Using the lacrosse extract, list each team against which TD Ierlan's faceoff win percentage is given, along with that percentage.

Extract –
[BEGIN]

That said, the all-star game is just a quick break before getting back to the championship run, and In case you were unaware, Heacock won an NCAA championship in 2017, then an MLL one in 2019. Will he complete the trifecta and official
ly become the undisputed king of odd year lacrosse? A pattern’s definitely starting to form here, and this pattern is excellent news for the men of Chrome LC, as well as yourself, the discerning fan who wisely chose to support them. 

Redwoods (4-2, 76S, 68A)

If you’re a Redwoods fan, the Whipsnakes have been a haunting presence since Day 1, an evil spirit following you around and generally ruining your life. That said, with last weekend’s 13-7 win, you’ve finally turned on the light and discovered that the monster in the corner was nothing more than some dirty clothes on a chair, and now that there’s nothing to be afraid of, it’s time to head back to the championship game. 

One of the key figures responsible for shattering that Whipsnake mystique was TD Ierlan, who won 12 of 23 faceoffs against Joe Nardella and continued his run of finishing above 50% in every professional game he’s ever played. When he went 21-27 in his debut against the Cannons, it was only reasonable to hold your applause until he went against the Baptistes and the Nardellas of the world. Well, after winning 57% against Atlas, 54% against Chrome, and 77% and 73% against Chaos and Waterdogs, respectively, anything less than a standing ovation would be disrespectful. 

The Redwoods made an example out of the Whipsnakes by hitting them from every angle, with Matt Kavanagh, Jules Heningburg and Rob Pannell scoring four points each. Whether by design, natural game flow, or just a matchup he especially enjoyed, Kavanagh took 11 shots (the most he’s taken since his first PLL game back in 2019), and looked confident that he could win his matchup at any time. This didn’t look like struggling 2020 Matt Kavanagh, this looked more like Matt Kavanagh from all the other years, and that’s the one who’s dangerous. 

The Redwoods’ offense had to be redesigned with the offseason acquisition of Rob Pannell, and it was a calculated risk that looks to be paying off for almost everyone involved. After back-to-back games where he scored on all three shots he took, Jules Heningburg (13G, 5A) is now shooting a tremendous 59% for the season, and while that’s the third-highest percentage in the league, the two guys in front of him (defensive midfielders Danny Logan and Latrelle Harris are shooting 75% and 60%, respectively) have scored less than half as many times combined. In fact, the next double-digit goal scorer on the list is Jeff Teat, whose 45% shooting has him in twelfth place overall. With Pannell (second overall with 13 assists) distributing from the south, Myles Jones (third overall with 11) from the North, and Ierlan getting the ball right back for them, the Redwoods are poised to finish what they started back in the 2019 championship. 

Waterdogs (4-3, 90S, 93SA)

Being a Waterdog hasn’t exactly been the easiest of situations. First, joining the league during the bubble season of 2020, meant extremely limited practice time, and the expansion franchise finished in sixth place with a 1-4 record. Next, the team lost ankle-breaking quarterback of the future Michael Sowers to injury during his first professional game, and he’s yet to return to the lineup. 

Fortunately, the team has righted the ship and then some, and after a two-win stop in Minnesota where they humiliated their opponents by the combined score of 31-13, they’re in a prime position to ride a few more revenge games all the way to the championship.

[END]

Data entries –
[BEGIN]

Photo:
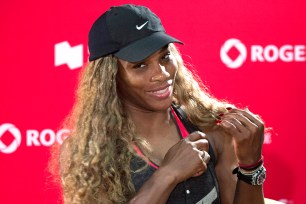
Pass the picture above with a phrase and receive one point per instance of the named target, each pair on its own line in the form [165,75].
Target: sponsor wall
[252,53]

[END]
[BEGIN]

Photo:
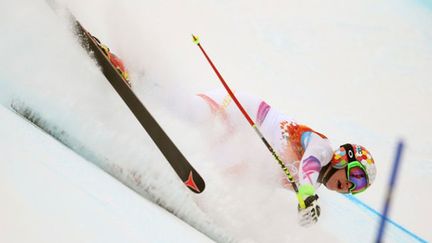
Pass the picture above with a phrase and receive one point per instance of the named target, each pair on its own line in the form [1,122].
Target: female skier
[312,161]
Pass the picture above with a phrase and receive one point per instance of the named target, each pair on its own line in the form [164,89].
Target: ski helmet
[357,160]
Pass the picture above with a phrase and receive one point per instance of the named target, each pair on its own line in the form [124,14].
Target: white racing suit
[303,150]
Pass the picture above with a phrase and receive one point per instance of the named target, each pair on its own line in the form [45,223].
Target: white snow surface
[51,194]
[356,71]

[END]
[BEGIN]

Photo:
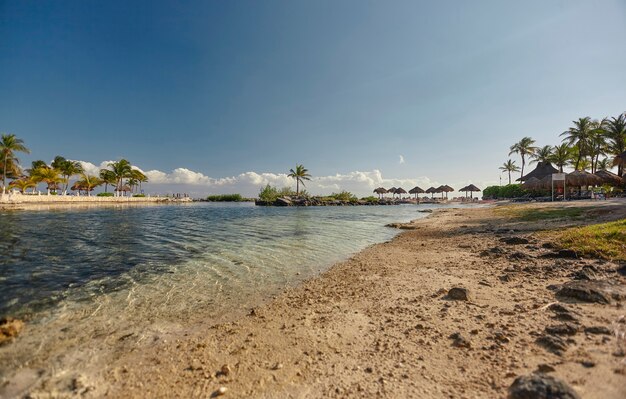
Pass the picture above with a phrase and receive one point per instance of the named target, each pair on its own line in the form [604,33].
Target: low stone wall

[END]

Answer below –
- Atlas: 57%
- Chrome: 54%
- Chaos: 77%
- Waterdogs: 73%